[Opening Data excerpts section]

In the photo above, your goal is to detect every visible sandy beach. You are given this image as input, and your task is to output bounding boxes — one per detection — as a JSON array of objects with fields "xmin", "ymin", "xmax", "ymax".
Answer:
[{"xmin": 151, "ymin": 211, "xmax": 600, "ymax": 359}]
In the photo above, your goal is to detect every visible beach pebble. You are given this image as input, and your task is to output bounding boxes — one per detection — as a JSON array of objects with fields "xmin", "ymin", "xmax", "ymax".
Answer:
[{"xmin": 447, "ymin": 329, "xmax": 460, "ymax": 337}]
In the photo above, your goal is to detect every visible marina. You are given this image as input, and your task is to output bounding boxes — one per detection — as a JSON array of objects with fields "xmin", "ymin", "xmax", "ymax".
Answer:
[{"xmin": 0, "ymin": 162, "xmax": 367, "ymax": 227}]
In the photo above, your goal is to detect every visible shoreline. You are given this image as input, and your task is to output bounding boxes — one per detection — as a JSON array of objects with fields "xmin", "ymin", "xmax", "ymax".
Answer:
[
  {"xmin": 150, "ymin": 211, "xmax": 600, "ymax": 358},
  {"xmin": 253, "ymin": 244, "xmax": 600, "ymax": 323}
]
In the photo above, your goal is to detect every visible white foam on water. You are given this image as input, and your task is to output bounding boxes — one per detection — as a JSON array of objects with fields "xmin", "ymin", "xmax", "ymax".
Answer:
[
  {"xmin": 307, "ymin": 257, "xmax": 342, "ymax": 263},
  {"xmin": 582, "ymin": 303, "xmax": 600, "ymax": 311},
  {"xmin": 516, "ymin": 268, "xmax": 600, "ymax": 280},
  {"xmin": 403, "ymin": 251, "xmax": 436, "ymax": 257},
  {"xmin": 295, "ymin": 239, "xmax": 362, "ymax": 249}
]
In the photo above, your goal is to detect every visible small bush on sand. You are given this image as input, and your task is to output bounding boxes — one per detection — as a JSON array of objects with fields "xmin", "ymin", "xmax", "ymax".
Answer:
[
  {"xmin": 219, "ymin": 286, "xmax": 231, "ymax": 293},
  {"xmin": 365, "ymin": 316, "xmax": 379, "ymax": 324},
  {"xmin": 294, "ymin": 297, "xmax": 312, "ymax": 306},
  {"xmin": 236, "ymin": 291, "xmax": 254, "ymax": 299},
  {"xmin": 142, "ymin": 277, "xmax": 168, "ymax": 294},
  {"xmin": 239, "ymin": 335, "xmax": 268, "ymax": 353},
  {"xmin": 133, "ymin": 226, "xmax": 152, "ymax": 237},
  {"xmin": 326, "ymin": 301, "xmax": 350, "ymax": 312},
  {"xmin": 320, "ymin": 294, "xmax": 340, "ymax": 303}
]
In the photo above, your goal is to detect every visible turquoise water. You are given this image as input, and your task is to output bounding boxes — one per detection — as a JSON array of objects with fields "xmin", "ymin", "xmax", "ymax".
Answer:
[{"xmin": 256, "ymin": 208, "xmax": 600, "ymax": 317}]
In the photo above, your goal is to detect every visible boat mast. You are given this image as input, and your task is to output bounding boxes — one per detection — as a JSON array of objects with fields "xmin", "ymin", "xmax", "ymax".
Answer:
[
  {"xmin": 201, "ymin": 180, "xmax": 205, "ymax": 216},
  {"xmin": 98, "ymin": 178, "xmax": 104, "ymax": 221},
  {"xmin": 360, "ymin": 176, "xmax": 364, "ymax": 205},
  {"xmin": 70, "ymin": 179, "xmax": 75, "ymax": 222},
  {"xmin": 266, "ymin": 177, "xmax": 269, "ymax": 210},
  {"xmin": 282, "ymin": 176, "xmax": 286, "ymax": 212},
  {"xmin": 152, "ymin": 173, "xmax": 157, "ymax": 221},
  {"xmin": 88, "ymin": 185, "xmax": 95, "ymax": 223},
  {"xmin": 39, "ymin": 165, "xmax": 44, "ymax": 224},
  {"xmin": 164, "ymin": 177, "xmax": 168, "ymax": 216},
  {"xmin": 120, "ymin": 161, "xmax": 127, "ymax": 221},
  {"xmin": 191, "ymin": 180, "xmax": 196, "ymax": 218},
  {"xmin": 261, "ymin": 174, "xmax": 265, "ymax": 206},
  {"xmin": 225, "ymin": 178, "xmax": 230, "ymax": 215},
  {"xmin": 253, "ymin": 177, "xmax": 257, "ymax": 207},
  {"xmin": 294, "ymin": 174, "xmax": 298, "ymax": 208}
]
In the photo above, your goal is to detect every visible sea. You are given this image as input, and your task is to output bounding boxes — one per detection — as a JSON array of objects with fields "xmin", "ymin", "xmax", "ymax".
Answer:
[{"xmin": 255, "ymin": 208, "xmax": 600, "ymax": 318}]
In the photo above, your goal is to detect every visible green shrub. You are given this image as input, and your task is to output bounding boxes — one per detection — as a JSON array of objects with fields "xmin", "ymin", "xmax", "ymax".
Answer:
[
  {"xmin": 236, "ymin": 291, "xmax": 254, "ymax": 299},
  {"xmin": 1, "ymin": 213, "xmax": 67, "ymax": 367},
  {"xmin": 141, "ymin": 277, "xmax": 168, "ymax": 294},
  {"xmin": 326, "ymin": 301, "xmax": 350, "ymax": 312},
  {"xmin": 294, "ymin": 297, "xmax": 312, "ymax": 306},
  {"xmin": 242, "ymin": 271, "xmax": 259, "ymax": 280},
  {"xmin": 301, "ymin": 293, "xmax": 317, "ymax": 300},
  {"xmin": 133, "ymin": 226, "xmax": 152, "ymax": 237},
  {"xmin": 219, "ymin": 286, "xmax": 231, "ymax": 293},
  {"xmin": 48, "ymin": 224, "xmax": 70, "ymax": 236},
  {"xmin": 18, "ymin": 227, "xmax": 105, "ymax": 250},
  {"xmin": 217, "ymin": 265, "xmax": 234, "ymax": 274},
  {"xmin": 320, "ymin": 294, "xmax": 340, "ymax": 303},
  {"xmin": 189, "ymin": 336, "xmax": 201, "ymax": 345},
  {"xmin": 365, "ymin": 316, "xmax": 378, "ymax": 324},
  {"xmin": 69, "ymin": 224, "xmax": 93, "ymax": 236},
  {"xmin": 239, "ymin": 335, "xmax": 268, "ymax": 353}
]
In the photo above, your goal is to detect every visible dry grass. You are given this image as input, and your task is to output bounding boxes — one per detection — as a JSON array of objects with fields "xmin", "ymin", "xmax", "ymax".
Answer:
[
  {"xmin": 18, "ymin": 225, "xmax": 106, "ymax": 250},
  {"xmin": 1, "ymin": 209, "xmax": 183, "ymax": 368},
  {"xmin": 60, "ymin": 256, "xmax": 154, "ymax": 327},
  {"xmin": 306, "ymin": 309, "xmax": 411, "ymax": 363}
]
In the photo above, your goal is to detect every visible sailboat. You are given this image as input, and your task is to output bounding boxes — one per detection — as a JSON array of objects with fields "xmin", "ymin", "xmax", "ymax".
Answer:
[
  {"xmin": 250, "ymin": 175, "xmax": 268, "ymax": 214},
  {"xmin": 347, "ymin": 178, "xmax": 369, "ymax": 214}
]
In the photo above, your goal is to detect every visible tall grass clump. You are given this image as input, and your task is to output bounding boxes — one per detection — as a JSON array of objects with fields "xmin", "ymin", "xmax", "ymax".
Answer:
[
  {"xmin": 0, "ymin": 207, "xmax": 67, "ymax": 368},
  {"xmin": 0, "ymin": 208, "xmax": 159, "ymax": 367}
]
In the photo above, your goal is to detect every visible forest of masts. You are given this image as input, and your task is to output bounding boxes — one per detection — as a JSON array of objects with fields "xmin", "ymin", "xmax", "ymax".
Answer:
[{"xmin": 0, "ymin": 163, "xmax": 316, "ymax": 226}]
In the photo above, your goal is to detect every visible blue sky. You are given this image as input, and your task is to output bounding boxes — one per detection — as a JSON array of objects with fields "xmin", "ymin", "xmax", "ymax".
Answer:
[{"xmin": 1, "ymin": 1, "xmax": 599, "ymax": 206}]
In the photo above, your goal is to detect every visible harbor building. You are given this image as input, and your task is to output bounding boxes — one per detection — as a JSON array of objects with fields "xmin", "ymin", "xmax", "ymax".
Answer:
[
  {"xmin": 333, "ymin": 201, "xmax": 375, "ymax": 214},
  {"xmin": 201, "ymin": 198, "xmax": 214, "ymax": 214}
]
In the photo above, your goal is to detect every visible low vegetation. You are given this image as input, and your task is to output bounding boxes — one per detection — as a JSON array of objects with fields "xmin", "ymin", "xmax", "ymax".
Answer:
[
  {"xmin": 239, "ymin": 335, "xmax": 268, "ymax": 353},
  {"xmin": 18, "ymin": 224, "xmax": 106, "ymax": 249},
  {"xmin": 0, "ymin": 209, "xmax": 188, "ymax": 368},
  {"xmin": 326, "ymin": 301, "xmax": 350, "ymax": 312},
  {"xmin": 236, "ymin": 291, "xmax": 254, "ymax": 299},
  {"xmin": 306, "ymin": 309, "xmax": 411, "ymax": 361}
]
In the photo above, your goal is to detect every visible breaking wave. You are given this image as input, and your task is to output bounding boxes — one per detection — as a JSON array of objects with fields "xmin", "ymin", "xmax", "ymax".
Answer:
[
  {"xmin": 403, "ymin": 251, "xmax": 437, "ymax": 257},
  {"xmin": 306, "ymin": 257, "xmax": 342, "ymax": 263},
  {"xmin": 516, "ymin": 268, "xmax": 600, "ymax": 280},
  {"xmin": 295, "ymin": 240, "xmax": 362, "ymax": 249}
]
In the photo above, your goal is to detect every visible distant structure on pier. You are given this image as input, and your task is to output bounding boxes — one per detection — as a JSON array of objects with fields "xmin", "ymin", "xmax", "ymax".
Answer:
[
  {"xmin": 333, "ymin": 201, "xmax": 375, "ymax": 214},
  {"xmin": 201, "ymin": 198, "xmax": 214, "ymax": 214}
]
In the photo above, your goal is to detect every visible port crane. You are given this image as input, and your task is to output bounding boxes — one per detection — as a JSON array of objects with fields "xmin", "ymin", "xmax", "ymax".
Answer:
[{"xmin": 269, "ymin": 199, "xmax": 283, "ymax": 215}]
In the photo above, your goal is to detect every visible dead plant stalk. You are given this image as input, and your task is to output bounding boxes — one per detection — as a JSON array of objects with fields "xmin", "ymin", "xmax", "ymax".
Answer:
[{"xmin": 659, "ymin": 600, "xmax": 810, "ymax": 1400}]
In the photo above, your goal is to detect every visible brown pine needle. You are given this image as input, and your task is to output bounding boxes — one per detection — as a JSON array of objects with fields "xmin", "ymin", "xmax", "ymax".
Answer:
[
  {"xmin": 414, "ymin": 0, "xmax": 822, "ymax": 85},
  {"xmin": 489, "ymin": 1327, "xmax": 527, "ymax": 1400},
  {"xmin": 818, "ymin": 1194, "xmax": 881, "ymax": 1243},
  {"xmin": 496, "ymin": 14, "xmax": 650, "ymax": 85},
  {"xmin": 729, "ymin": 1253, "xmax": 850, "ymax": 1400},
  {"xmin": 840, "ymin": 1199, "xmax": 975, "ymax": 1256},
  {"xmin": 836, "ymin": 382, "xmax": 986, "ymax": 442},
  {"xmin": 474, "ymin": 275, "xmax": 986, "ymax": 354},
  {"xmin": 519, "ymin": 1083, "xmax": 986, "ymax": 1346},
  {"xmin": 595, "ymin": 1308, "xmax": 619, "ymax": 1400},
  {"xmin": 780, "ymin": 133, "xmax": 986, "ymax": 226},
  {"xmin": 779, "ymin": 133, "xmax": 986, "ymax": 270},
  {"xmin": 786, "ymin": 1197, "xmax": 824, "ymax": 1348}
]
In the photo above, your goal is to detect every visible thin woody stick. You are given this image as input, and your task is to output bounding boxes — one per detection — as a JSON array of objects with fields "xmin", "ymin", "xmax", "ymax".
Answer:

[Closing Data excerpts section]

The lines above from the one with "every visible marina." through the one with "every visible white" are to be duplicated exactly, ends included, with nothing added.

The completed task.
In the photo above, your goal is to detect every visible marina. You are given this image as input, and your task is to output bounding boxes — one per detection — as a JSON array of objects with fields "xmin", "ymin", "xmax", "ymax".
Answer:
[{"xmin": 0, "ymin": 162, "xmax": 367, "ymax": 227}]
In the photo above, your goal is to detect every visible shoreline. You are given this image as input, and your task is to output bounding boxes — one per detection — as a JSON array of objects with fields "xmin", "ymin", "xmax", "ymax".
Answer:
[
  {"xmin": 150, "ymin": 211, "xmax": 600, "ymax": 358},
  {"xmin": 253, "ymin": 244, "xmax": 600, "ymax": 323}
]
In the photo above, your goal is to detect every visible white foam on water. You are given this image as input, and your task is to output bounding boxes — one per detection — as a JSON array of objects with fields "xmin", "ymin", "xmax", "ymax".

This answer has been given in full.